Source material

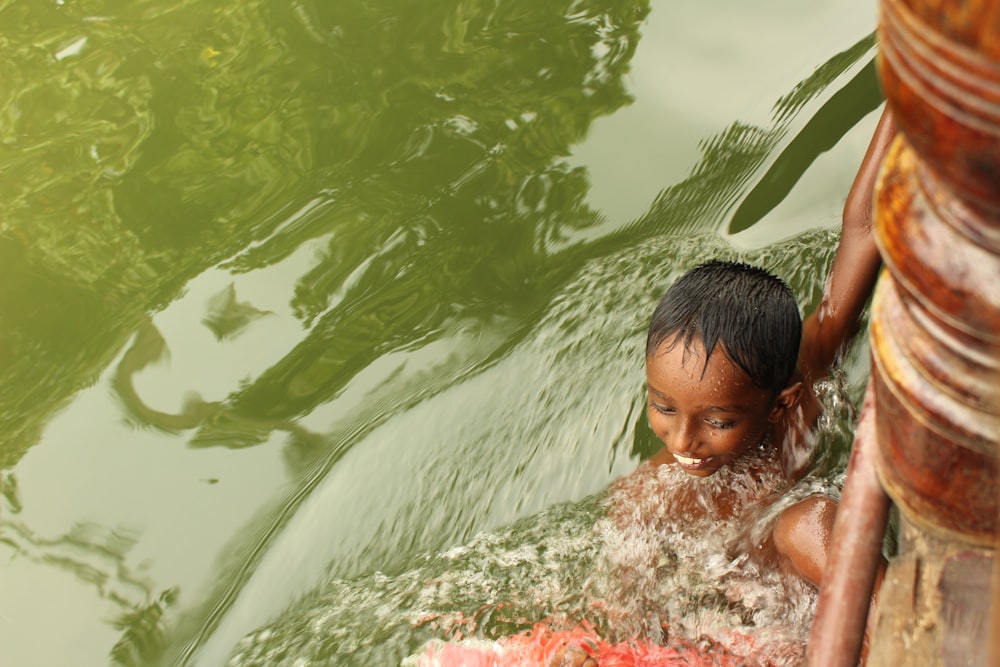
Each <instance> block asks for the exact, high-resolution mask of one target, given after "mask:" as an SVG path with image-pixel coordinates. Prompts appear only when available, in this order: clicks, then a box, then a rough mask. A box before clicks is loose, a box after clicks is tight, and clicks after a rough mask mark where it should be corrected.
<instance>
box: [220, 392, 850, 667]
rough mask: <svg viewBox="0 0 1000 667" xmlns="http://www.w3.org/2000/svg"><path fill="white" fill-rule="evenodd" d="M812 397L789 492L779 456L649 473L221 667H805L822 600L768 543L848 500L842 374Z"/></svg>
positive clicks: (635, 475) (325, 590)
mask: <svg viewBox="0 0 1000 667" xmlns="http://www.w3.org/2000/svg"><path fill="white" fill-rule="evenodd" d="M819 389H820V392H819V393H820V398H821V401H822V402H823V404H824V406H825V408H826V413H825V414H824V417H823V419H822V420H821V422H820V425H819V427H818V435H817V437H816V438H815V439H814V440H813V441H812V445H813V447H815V449H816V451H817V452H818V453H820V454H822V455H817V456H815V457H813V458H814V464H813V467H812V469H811V472H810V474H809V475H807V476H806V478H804V479H803V480H802V481H800V482H798V483H797V484H795V485H794V486H791V488H789V484H788V482H787V481H786V478H785V477H784V475H783V474H782V473H781V463H780V461H778V460H777V459H778V457H777V456H776V454H775V450H774V449H773V448H762V449H761V450H760V451H758V452H756V453H755V454H754V455H753V456H749V457H746V458H744V459H743V460H741V461H740V462H739V463H738V464H734V465H733V466H731V467H730V468H728V469H725V470H723V471H720V472H719V473H717V474H716V475H713V476H712V477H709V478H705V479H701V478H693V477H690V476H688V475H687V474H686V473H684V472H682V471H680V470H679V469H678V468H677V467H676V466H660V467H658V468H653V467H651V466H649V465H648V464H642V465H640V467H639V468H638V469H637V470H636V472H635V473H633V474H631V475H628V476H626V477H625V478H623V479H622V480H620V481H619V482H617V483H616V484H614V485H613V486H612V487H611V488H610V489H609V490H608V491H606V492H602V493H599V494H596V495H593V496H591V497H589V498H587V499H585V500H582V501H579V502H575V503H565V504H559V505H555V506H553V507H550V508H548V509H546V510H544V511H542V512H539V513H537V514H534V515H532V516H529V517H526V518H524V519H522V520H520V521H517V522H515V523H513V524H511V525H509V526H507V527H505V528H503V529H500V530H496V531H492V532H485V533H481V534H479V535H477V536H476V537H475V538H474V539H472V540H471V541H469V542H468V543H467V544H466V545H464V546H460V547H455V548H452V549H449V550H446V551H443V552H441V553H437V554H433V555H426V556H424V557H422V558H420V559H418V560H417V562H416V563H415V564H413V565H412V566H411V567H409V568H407V569H405V570H404V571H402V572H400V573H398V574H394V575H392V576H390V575H386V574H382V573H378V572H376V573H371V574H367V575H364V576H361V577H357V578H353V579H338V578H334V579H332V580H329V581H327V582H326V583H325V584H323V585H322V586H321V587H320V588H319V589H317V590H315V591H313V592H312V593H310V594H308V595H306V596H305V597H303V598H302V599H301V600H299V601H298V602H297V603H296V604H294V605H292V606H291V607H290V608H289V609H288V610H286V611H285V612H284V613H283V614H282V615H281V619H280V620H279V621H277V622H275V623H273V624H271V625H269V626H266V627H264V628H262V629H259V630H257V631H255V632H253V633H250V634H249V635H247V636H246V637H245V638H244V639H243V640H242V641H240V642H239V644H238V646H237V647H236V649H235V651H234V653H233V654H232V657H231V658H230V660H229V663H228V664H229V665H231V666H233V667H249V666H251V665H286V664H287V665H299V664H302V665H305V664H331V665H332V664H337V665H370V664H386V665H388V664H399V663H400V660H402V661H403V664H404V665H408V666H411V665H412V666H418V667H423V666H425V665H426V666H429V665H434V664H438V665H449V664H463V663H464V664H468V665H475V664H483V665H519V664H523V665H528V664H546V662H547V660H548V659H549V658H550V657H551V655H552V654H553V653H554V651H555V650H557V649H558V648H559V647H561V646H563V645H565V644H566V643H567V642H571V643H576V644H581V645H585V646H588V647H590V648H591V650H593V651H596V652H598V653H599V654H600V656H601V660H602V662H601V664H602V665H604V664H611V665H647V664H659V665H664V664H666V665H669V664H671V662H670V660H673V659H674V657H677V659H678V660H680V659H681V658H683V659H684V660H687V661H688V662H687V663H684V664H706V665H707V664H712V665H728V664H746V663H747V662H749V663H750V664H760V665H776V666H777V665H793V664H799V663H801V661H802V659H803V655H804V646H805V641H806V637H807V634H808V630H809V624H810V619H811V617H812V613H813V609H814V604H815V592H814V591H813V590H812V589H811V588H810V587H809V586H808V585H807V584H805V583H804V582H803V581H802V580H801V579H799V578H798V577H797V576H796V575H793V574H790V573H788V572H785V571H783V570H782V569H781V568H780V567H779V566H778V565H777V563H776V562H775V559H774V558H773V557H772V556H771V555H770V554H769V552H768V548H767V545H766V541H767V536H768V535H769V534H770V530H771V527H772V526H773V523H774V521H775V520H776V518H777V516H778V514H779V513H780V512H781V510H783V509H784V508H786V507H788V506H789V505H791V504H792V503H794V502H796V501H798V500H801V499H803V498H805V497H807V496H808V495H811V494H814V493H825V494H827V495H830V496H832V497H835V498H836V497H838V496H839V486H840V482H841V479H842V472H843V469H844V464H845V456H846V451H847V446H848V445H849V443H850V434H851V429H852V422H853V409H852V407H851V401H850V400H849V398H848V397H847V387H846V381H845V376H844V375H843V374H838V375H835V376H834V377H833V378H831V380H830V381H828V382H825V383H821V384H820V386H819ZM539 623H543V624H544V625H538V624H539ZM404 656H409V657H404ZM671 656H673V657H671ZM459 659H460V660H461V662H455V661H456V660H459ZM449 660H450V661H451V662H449ZM491 660H492V662H490V661H491ZM435 661H436V662H435ZM477 661H478V662H477ZM616 661H617V662H616Z"/></svg>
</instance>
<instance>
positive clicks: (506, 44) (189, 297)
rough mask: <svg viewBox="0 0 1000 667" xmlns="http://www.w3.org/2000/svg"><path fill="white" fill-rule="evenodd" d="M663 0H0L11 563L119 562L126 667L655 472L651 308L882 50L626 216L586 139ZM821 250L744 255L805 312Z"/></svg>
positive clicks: (102, 600) (112, 569)
mask: <svg viewBox="0 0 1000 667" xmlns="http://www.w3.org/2000/svg"><path fill="white" fill-rule="evenodd" d="M649 11H650V7H649V4H648V3H647V2H645V1H644V0H628V1H625V0H623V1H615V0H604V1H602V2H597V1H584V2H570V1H569V0H566V1H564V2H545V3H538V2H533V1H529V0H518V1H513V2H504V3H499V4H498V3H495V2H485V1H479V0H468V1H466V0H463V1H461V2H452V3H442V2H432V1H431V0H416V1H413V2H398V1H397V2H381V3H379V2H367V1H360V0H357V1H354V0H351V1H344V2H336V3H329V2H316V1H312V0H297V1H295V2H287V3H281V2H267V1H265V0H253V1H250V2H237V1H235V0H212V1H210V2H204V1H200V0H199V1H195V0H175V1H172V2H165V1H156V2H144V3H138V4H137V3H134V2H129V1H128V0H91V1H88V2H73V1H70V0H66V1H65V2H63V1H61V0H60V1H55V2H34V1H33V0H0V43H2V45H3V47H4V52H5V54H6V57H5V58H4V59H3V62H2V63H0V80H3V81H4V82H5V84H6V85H4V86H3V87H2V88H0V119H2V122H0V170H2V172H3V174H4V178H3V179H0V201H3V203H4V216H3V218H2V219H0V265H2V266H3V270H4V280H3V281H0V433H2V434H3V438H2V442H0V469H2V474H3V477H2V479H0V481H2V494H0V495H2V499H0V502H2V503H3V505H2V512H3V514H2V515H0V544H2V545H3V549H4V550H6V551H7V552H8V553H9V554H11V556H12V560H11V563H12V565H11V566H10V567H9V568H7V569H9V571H10V572H11V574H10V576H11V577H21V576H23V574H22V573H23V572H25V571H26V570H24V569H23V568H24V567H25V566H24V565H23V563H24V562H30V563H33V564H36V565H39V568H38V569H36V570H32V571H31V572H33V574H32V576H40V577H42V578H43V579H47V576H46V575H45V574H44V573H45V572H46V571H47V569H46V568H57V569H61V570H63V571H68V572H72V573H73V576H74V577H76V578H77V579H78V580H79V581H81V582H87V585H88V586H90V585H92V584H98V585H97V587H96V590H97V591H98V592H97V595H98V596H99V599H100V600H101V601H104V602H107V603H108V607H100V608H99V609H98V608H96V607H95V608H91V609H88V610H87V612H88V613H89V614H91V615H92V616H93V617H94V618H92V619H87V622H91V621H92V623H91V625H90V626H86V627H88V628H90V629H91V630H92V629H93V627H94V626H103V627H105V628H108V627H110V629H112V630H113V631H114V632H115V633H116V636H117V638H118V639H117V643H112V644H110V645H109V646H107V647H104V648H103V649H95V650H103V653H104V655H108V654H110V655H111V659H113V660H114V661H117V662H119V663H122V664H153V663H155V662H157V661H158V660H159V659H160V658H159V654H160V653H161V651H162V650H163V647H164V646H165V645H169V646H168V648H167V650H166V656H167V658H165V660H167V661H170V660H177V661H183V660H185V659H187V658H194V657H197V659H198V660H199V661H204V662H205V664H213V660H215V661H216V662H217V661H221V660H224V659H225V656H226V655H228V654H229V652H230V650H231V648H232V646H233V645H235V644H236V643H237V642H238V641H239V640H240V639H241V638H242V637H243V636H244V635H245V634H246V633H248V632H251V631H253V630H254V629H255V628H257V627H259V626H261V625H263V624H265V623H266V622H267V621H268V620H269V618H270V617H271V616H273V615H275V614H279V613H281V612H282V610H283V609H285V608H286V606H287V605H288V604H289V603H290V602H291V601H292V600H293V599H294V598H296V597H297V596H299V595H306V596H307V598H308V599H312V598H314V597H322V595H323V593H322V592H316V591H314V589H315V588H316V587H317V585H318V584H323V585H325V586H335V585H340V584H331V583H330V582H350V581H354V580H355V578H357V577H369V579H371V578H372V577H375V575H372V574H371V573H372V571H373V570H376V569H378V570H381V571H382V572H386V573H393V572H395V573H401V572H404V573H405V572H408V571H411V569H412V566H413V563H414V559H416V558H418V554H421V553H437V552H438V551H440V550H442V549H443V548H444V547H446V546H447V545H450V544H464V543H469V541H470V540H471V539H472V538H473V536H474V535H475V534H477V533H478V532H479V531H480V530H482V529H483V528H489V527H495V526H498V525H504V524H508V523H509V522H511V521H512V520H513V519H515V518H517V517H521V516H525V515H531V514H532V513H535V512H538V511H541V510H542V509H544V508H546V507H549V506H550V505H552V503H553V502H555V501H557V500H565V499H568V498H579V497H583V496H590V495H591V494H593V493H595V492H597V491H599V490H600V489H602V488H604V487H605V486H606V484H607V481H608V480H609V479H610V478H611V477H614V476H615V475H617V474H620V473H621V472H624V471H625V470H627V469H629V468H631V467H632V466H634V464H635V459H636V458H637V457H638V456H639V455H641V454H643V453H644V452H645V451H646V449H648V447H649V446H650V439H651V436H650V435H649V434H648V432H647V430H646V429H645V427H644V424H643V420H642V417H641V412H642V411H641V408H640V396H639V387H640V385H639V383H638V382H637V377H638V375H637V374H638V372H639V370H640V362H641V359H640V356H639V355H638V354H637V352H636V350H637V348H636V345H637V343H636V341H638V340H639V337H640V336H641V331H642V330H643V328H644V326H645V322H644V319H645V317H646V314H647V312H648V310H649V308H650V307H651V304H652V303H653V302H654V301H655V299H656V298H657V297H658V296H659V293H660V292H662V290H663V288H664V287H665V286H666V285H667V284H668V283H669V280H670V278H671V277H672V276H675V275H677V274H678V273H679V272H681V271H682V270H683V269H684V268H686V267H687V266H689V265H690V264H692V263H694V262H696V261H698V260H700V259H703V258H704V256H705V255H706V253H712V254H717V255H732V254H733V253H735V252H736V251H735V250H734V249H733V248H732V247H731V246H730V244H729V243H727V242H725V241H723V240H722V239H721V238H720V237H718V236H716V235H715V234H714V233H712V230H717V229H719V228H720V226H721V225H722V224H723V223H724V222H725V220H726V217H727V216H728V215H729V213H730V212H732V211H733V210H739V211H741V212H742V213H741V215H740V216H737V217H739V219H740V220H741V221H742V222H741V223H740V224H745V225H752V224H753V223H754V222H756V220H757V219H758V218H759V217H760V216H761V215H763V211H764V210H766V209H767V208H768V207H769V206H773V205H774V203H775V202H776V201H778V200H780V199H781V196H783V194H784V192H786V191H787V189H788V188H790V187H791V184H793V183H795V181H796V179H797V177H798V176H799V175H801V173H802V172H803V171H804V170H805V169H807V168H808V167H809V165H810V164H811V162H812V160H813V159H814V158H815V156H816V154H817V153H818V152H819V151H820V150H821V149H822V148H825V147H826V146H828V145H833V144H836V143H837V142H838V141H839V139H840V137H841V135H842V134H843V133H844V132H846V131H847V129H849V128H850V127H851V126H853V125H854V124H855V123H856V122H858V120H859V119H861V118H862V117H863V116H864V115H865V113H866V112H867V111H868V110H870V109H871V108H873V107H874V106H875V105H876V104H877V103H878V95H877V92H876V91H873V90H872V89H871V88H870V86H869V85H868V84H869V83H870V81H871V74H870V68H867V69H866V68H865V67H864V64H865V62H866V61H868V60H870V51H871V46H872V43H871V38H870V37H869V38H866V39H863V40H861V41H860V42H859V43H857V44H856V45H855V46H853V47H851V48H848V49H847V50H845V51H844V52H843V53H840V54H838V55H836V56H835V57H833V58H832V59H830V60H829V61H828V62H827V63H825V64H824V65H822V66H821V67H819V68H818V69H817V70H816V72H815V73H814V75H813V76H811V77H810V78H809V79H807V80H805V81H803V82H802V83H801V84H800V85H798V86H797V87H796V88H795V89H794V90H792V91H791V92H790V93H789V94H788V95H786V96H784V97H782V98H781V99H780V100H779V101H778V103H777V104H776V107H775V112H774V116H773V119H772V122H771V123H770V124H769V125H767V126H766V127H758V126H754V125H751V124H748V123H741V122H736V123H733V124H732V125H730V126H729V127H727V128H725V129H724V130H723V131H721V132H719V133H717V134H716V135H714V136H712V137H711V138H709V139H707V140H706V141H704V143H703V144H702V145H701V150H702V158H701V160H700V161H699V162H698V163H697V164H696V165H695V166H694V168H693V169H692V170H691V172H690V174H689V175H688V177H687V178H685V179H684V180H683V181H681V182H679V183H677V184H674V185H668V184H664V186H665V188H664V189H663V191H662V192H661V194H660V196H659V197H657V198H656V199H655V201H653V202H652V203H651V205H650V206H649V208H648V210H647V211H646V213H645V214H644V215H642V216H640V217H639V218H638V219H636V220H634V221H632V222H631V223H627V224H626V223H625V222H623V221H619V222H610V223H609V221H608V220H605V219H604V217H603V214H602V212H600V211H596V210H593V209H592V208H590V206H589V205H588V204H587V191H588V187H589V183H588V178H589V177H588V173H587V171H586V170H585V169H584V168H583V167H579V166H572V165H571V164H570V162H569V160H568V159H567V157H568V156H569V155H570V153H571V150H572V148H573V147H574V146H576V145H579V143H580V142H581V141H583V140H584V139H585V137H586V136H587V133H588V130H589V129H590V128H591V126H592V124H593V123H594V121H595V119H597V118H599V117H601V116H606V115H609V114H612V113H614V112H615V111H616V110H619V109H621V108H623V107H625V106H627V105H628V104H629V103H630V102H631V93H630V92H629V89H628V85H627V83H628V79H627V76H628V71H629V66H630V60H631V58H632V56H633V54H634V52H635V50H636V48H637V47H638V45H639V42H640V36H641V33H642V29H643V25H644V23H643V22H644V20H645V17H646V16H647V14H648V13H649ZM850 41H853V40H848V41H847V43H845V44H844V45H842V46H841V47H840V48H843V46H848V44H849V43H850ZM851 82H860V83H858V84H857V85H855V84H854V83H851ZM838 100H847V103H841V102H838ZM815 106H818V107H819V110H817V111H816V112H815V113H814V114H813V116H812V117H813V120H812V121H810V122H809V123H808V124H806V125H805V127H803V128H801V130H797V129H796V128H798V127H799V126H801V125H802V123H801V122H798V121H796V118H797V117H798V116H797V114H800V113H801V112H802V111H803V110H806V109H809V110H812V109H813V107H815ZM733 115H734V116H735V115H736V114H735V113H734V114H733ZM790 132H791V133H792V135H793V136H788V135H789V133H790ZM776 155H777V156H778V158H777V159H775V156H776ZM803 156H805V157H803ZM626 177H627V175H623V178H626ZM782 188H784V190H782ZM748 191H752V192H753V193H754V197H757V198H758V199H759V201H762V202H764V203H765V204H766V205H765V206H762V207H760V206H756V205H753V206H751V204H753V203H754V201H756V200H754V199H751V198H747V197H746V193H747V192H748ZM747 202H750V203H747ZM733 220H736V218H733ZM706 232H707V233H706ZM832 244H833V237H832V236H830V235H829V234H827V233H825V232H824V233H816V234H813V235H807V236H804V237H800V238H798V239H797V240H795V241H791V242H789V243H788V244H786V245H783V246H780V247H779V246H776V247H774V248H772V249H770V250H765V251H762V252H755V253H754V254H753V255H752V256H751V257H752V258H753V259H754V261H759V262H764V263H769V265H770V266H771V267H772V268H773V269H775V270H776V271H777V272H778V273H780V274H781V275H783V276H784V277H786V278H787V279H788V280H789V282H790V283H791V284H792V285H793V286H795V288H796V291H797V293H798V294H799V295H800V297H801V299H802V303H803V305H807V304H811V303H814V302H815V301H816V300H817V298H818V294H819V286H820V284H819V280H820V276H821V275H822V274H823V271H824V267H825V266H826V265H827V262H828V261H829V253H830V251H831V250H832ZM769 253H770V254H769ZM88 467H93V469H90V468H88ZM67 470H69V471H70V472H66V471H67ZM98 470H99V472H100V473H101V474H100V475H97V474H92V475H88V472H90V473H95V472H97V471H98ZM109 479H110V480H113V483H110V484H107V483H104V481H103V480H109ZM90 480H97V481H96V482H95V481H90ZM109 507H111V508H113V510H109V509H108V508H109ZM176 508H184V509H183V511H182V510H179V509H176ZM578 510H579V512H580V514H581V516H582V519H581V520H582V521H584V523H586V522H587V521H591V522H592V521H593V520H594V518H595V516H596V515H595V513H594V512H592V511H590V510H587V511H584V510H582V509H580V508H577V509H574V510H572V511H574V512H576V511H578ZM67 517H69V519H67ZM119 517H124V519H120V518H119ZM171 521H173V522H180V523H181V525H180V526H178V525H168V524H169V522H171ZM540 521H542V523H544V520H540ZM67 522H68V523H67ZM119 525H135V526H138V528H135V529H134V531H135V532H132V531H133V529H131V528H130V529H128V531H126V532H124V533H121V532H119V531H121V530H125V529H119V528H117V526H119ZM74 526H76V527H74ZM80 526H84V527H86V528H85V529H84V528H80ZM107 526H116V528H114V529H110V528H107ZM519 530H521V529H519V528H518V529H513V532H512V533H510V539H511V540H513V541H515V542H516V541H518V540H521V541H530V540H531V539H534V538H533V537H532V535H533V534H526V535H521V536H519V533H518V531H519ZM81 531H82V532H81ZM53 535H55V536H59V537H51V536H53ZM81 535H83V537H81ZM115 536H117V537H115ZM123 536H124V537H123ZM549 537H552V535H551V534H550V535H549ZM84 538H85V539H84ZM539 539H542V538H539ZM544 539H548V538H544ZM220 552H221V553H222V555H221V556H219V557H218V559H219V560H218V561H217V562H214V561H213V558H215V557H216V554H217V553H220ZM568 553H569V551H567V554H568ZM13 556H24V557H25V558H22V559H21V560H20V561H17V560H16V559H13ZM140 564H141V565H142V567H140ZM147 565H148V571H147V570H146V569H145V568H146V566H147ZM19 568H20V569H19ZM38 572H42V574H41V575H39V574H38ZM137 572H141V574H136V573H137ZM401 576H402V575H401ZM566 576H567V577H568V579H567V590H569V589H570V588H572V587H573V586H575V585H577V584H579V583H580V582H581V581H582V580H581V579H580V578H578V577H577V576H576V575H575V574H574V571H573V570H572V569H570V570H569V571H567V573H566ZM324 582H325V583H324ZM550 583H551V584H552V585H556V582H555V580H553V581H552V582H550ZM515 589H517V586H516V585H513V584H512V585H510V586H507V589H506V590H508V592H510V593H511V595H515V594H516V593H515ZM390 598H391V595H390ZM565 599H566V604H565V606H566V609H567V611H569V610H570V609H571V607H572V606H573V604H575V603H574V602H573V601H574V600H576V598H574V597H573V596H572V595H569V596H568V597H566V598H565ZM31 602H32V600H30V598H29V597H26V598H25V602H24V603H23V604H24V605H25V606H27V605H28V604H30V603H31ZM451 602H455V600H452V601H451ZM469 603H470V604H471V600H470V601H469ZM5 604H7V603H6V602H5ZM383 604H389V600H388V599H387V600H385V601H383ZM465 604H466V601H461V603H460V604H458V606H462V605H465ZM4 614H9V615H14V616H17V615H18V613H17V612H16V611H11V612H8V611H6V610H5V611H4ZM345 623H347V625H345V626H344V627H345V628H348V627H349V626H350V623H348V622H347V621H345ZM14 627H16V626H14ZM80 627H84V623H83V622H81V626H80ZM2 632H3V633H4V637H5V639H4V644H5V645H8V641H7V639H6V638H7V637H9V636H12V635H19V634H21V633H20V631H13V632H12V631H10V630H8V629H7V628H6V627H4V628H3V630H2ZM51 632H52V630H51V629H49V630H46V629H35V628H32V629H31V630H30V632H28V633H24V634H25V636H27V635H28V634H31V633H35V634H37V635H39V637H40V638H41V639H42V640H44V639H45V638H46V637H47V636H48V634H49V633H51ZM89 634H91V635H94V636H96V633H94V632H90V633H89ZM417 637H418V636H417V635H413V637H412V638H408V639H406V641H407V642H410V641H411V639H414V638H417ZM15 638H17V637H15ZM36 639H37V638H36ZM93 641H94V642H100V641H101V640H100V639H94V640H93ZM35 643H41V642H35ZM22 644H23V642H22ZM29 644H30V642H29ZM51 644H57V642H51ZM390 644H391V645H387V647H386V650H387V651H389V652H391V653H392V655H398V653H399V650H400V646H399V645H398V644H394V643H392V642H390ZM33 650H34V649H33ZM32 655H41V653H38V654H32Z"/></svg>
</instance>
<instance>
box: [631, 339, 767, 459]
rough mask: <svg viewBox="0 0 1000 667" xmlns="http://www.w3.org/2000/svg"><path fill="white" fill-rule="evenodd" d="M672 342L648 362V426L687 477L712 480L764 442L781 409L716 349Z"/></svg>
mask: <svg viewBox="0 0 1000 667" xmlns="http://www.w3.org/2000/svg"><path fill="white" fill-rule="evenodd" d="M673 342H674V341H673V340H668V341H667V342H666V343H665V344H664V345H662V346H661V347H660V348H659V349H658V350H657V352H656V354H655V355H653V356H651V357H647V358H646V384H647V388H648V396H647V401H648V403H647V405H648V407H647V413H648V415H649V425H650V427H651V428H652V429H653V432H654V433H655V434H656V436H657V437H658V438H659V439H660V440H662V441H663V443H664V445H666V448H667V450H668V451H669V452H670V454H671V455H672V456H673V459H674V460H675V461H676V462H677V464H678V465H679V466H680V467H681V468H683V469H684V470H685V471H686V472H687V473H688V474H690V475H694V476H696V477H708V476H709V475H712V474H714V473H715V472H717V471H718V470H719V469H721V468H722V467H723V466H725V465H726V464H728V463H730V462H732V461H734V460H736V459H738V458H739V457H740V456H742V455H743V454H744V453H745V452H746V451H747V450H749V449H750V448H751V447H753V446H755V445H757V444H758V443H760V442H761V440H763V439H764V436H765V435H766V434H767V433H768V431H769V430H770V428H771V425H772V424H773V423H774V422H775V421H777V420H778V418H779V416H780V414H781V410H780V409H779V408H778V407H776V402H775V397H774V396H773V395H772V393H771V392H769V391H767V390H764V389H760V388H759V387H756V386H755V385H754V384H753V382H752V381H751V380H750V377H749V376H748V375H747V374H746V372H745V371H744V370H743V369H742V368H740V367H739V366H737V365H736V364H734V363H733V362H732V361H730V359H729V357H728V356H727V355H726V353H725V352H724V351H723V350H722V348H721V346H720V345H717V346H716V348H715V350H714V351H713V352H712V356H711V358H710V359H709V360H708V366H707V367H706V366H705V346H704V344H702V342H701V341H700V340H698V339H695V340H693V341H692V342H691V346H690V347H689V348H685V346H684V343H683V341H678V342H677V343H676V344H673Z"/></svg>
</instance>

Task requirements
The answer should contain only the lines from the start of the records above through the line with "397L789 492L779 456L649", copied exactly, and no pictures.

Your response
Each <instance> block asks for the exact, high-resolution mask of one target, given after "mask:" as an SVG path with image-pixel coordinates. Prompts appear only when available, in this order: clicks, then a box, then a rough mask. A box before clicks is loose, a box after clicks is tight, and clicks after a rough mask mark where it should be corrected.
<instance>
box: [220, 392, 850, 667]
rough mask: <svg viewBox="0 0 1000 667" xmlns="http://www.w3.org/2000/svg"><path fill="white" fill-rule="evenodd" d="M812 397L789 492L779 456L649 473L221 667H805L822 600L768 543L848 500L842 374Z"/></svg>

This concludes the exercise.